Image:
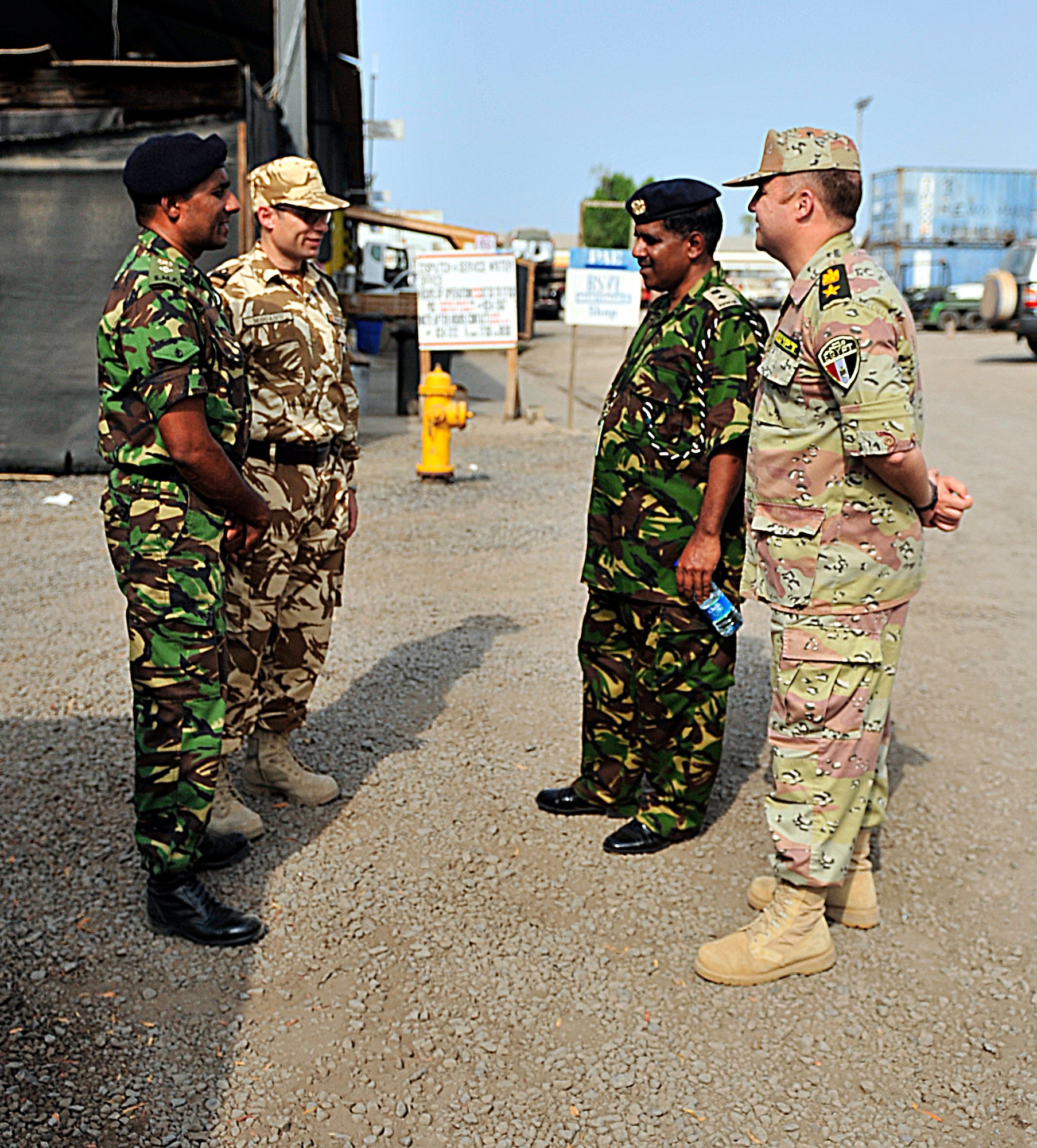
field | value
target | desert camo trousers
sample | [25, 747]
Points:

══════════

▸ **What you need to do**
Could you render the rows above as a numbered list, skipping any blank lines and leaving the pictures out?

▸ **Task output**
1. Image:
2. field | value
3. target | desert camo trousers
4. sample | [25, 747]
5. Points:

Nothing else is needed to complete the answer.